>>>

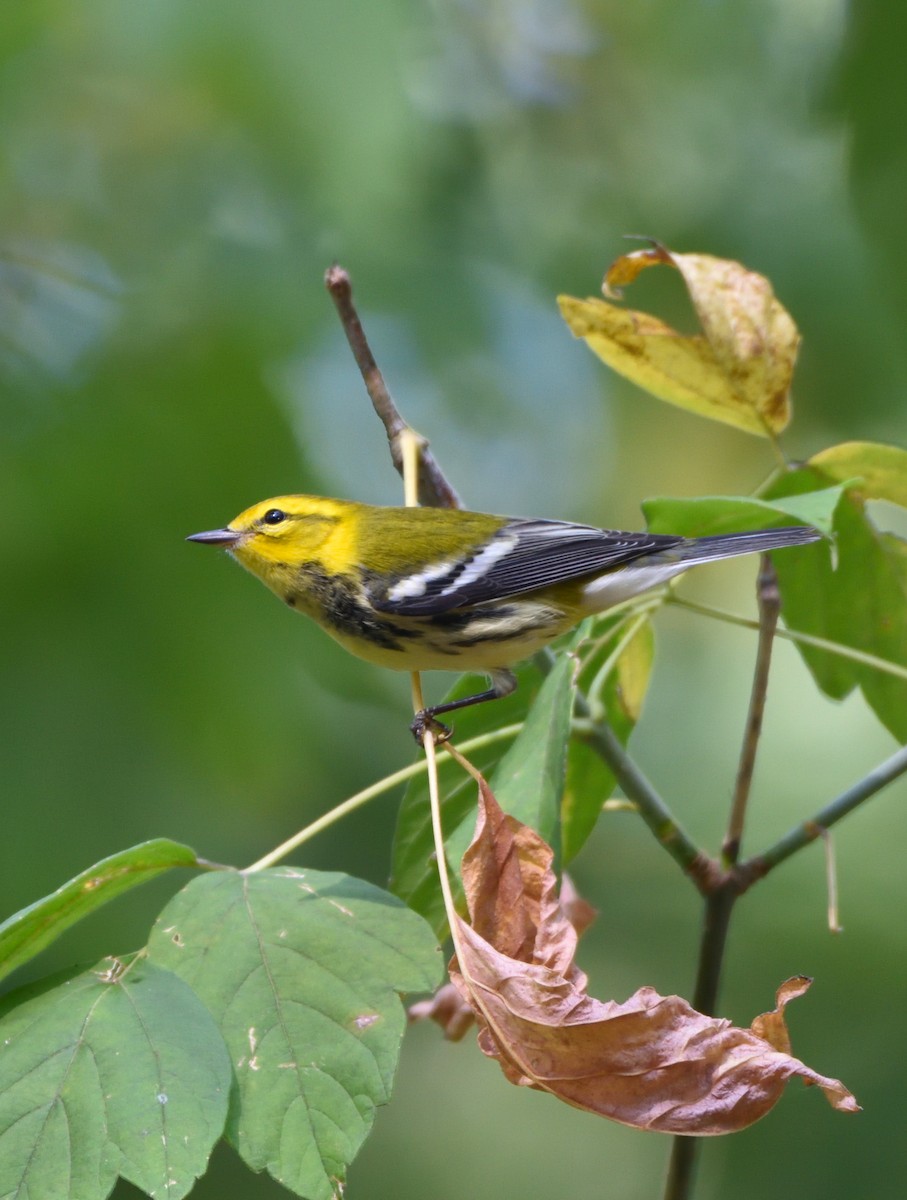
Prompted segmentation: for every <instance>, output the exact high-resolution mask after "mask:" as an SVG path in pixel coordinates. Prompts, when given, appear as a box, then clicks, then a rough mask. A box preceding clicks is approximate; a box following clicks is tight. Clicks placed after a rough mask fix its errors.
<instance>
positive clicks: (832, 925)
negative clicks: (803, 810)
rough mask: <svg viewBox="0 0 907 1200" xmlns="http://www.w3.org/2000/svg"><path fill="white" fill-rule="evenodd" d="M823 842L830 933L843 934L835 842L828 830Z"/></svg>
mask: <svg viewBox="0 0 907 1200" xmlns="http://www.w3.org/2000/svg"><path fill="white" fill-rule="evenodd" d="M822 842H823V845H824V847H825V889H827V892H828V931H829V934H842V932H843V928H842V926H841V922H840V919H839V908H837V862H836V860H835V840H834V838H833V836H831V834H830V833H829V832H828V829H823V830H822Z"/></svg>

<<<

WHAT NEEDS TO BE DONE - Retype the stretch of the records above, from their start through the line containing "negative clicks: (803, 810)", with no changes, and leave out the pictures.

COMPLETED TASK -
Prompted segmentation: for every <instance>, output the exact high-resolution mask after "mask:" as an SVG path in pixel coordinates. Prompts, when given, appear as a box, then clicks, then a rough mask. A box preceding clicks is approximate; a box following clicks is tight. Clicks placed after a rough mask fix its errors.
<instance>
positive clicks: (832, 925)
negative clicks: (803, 810)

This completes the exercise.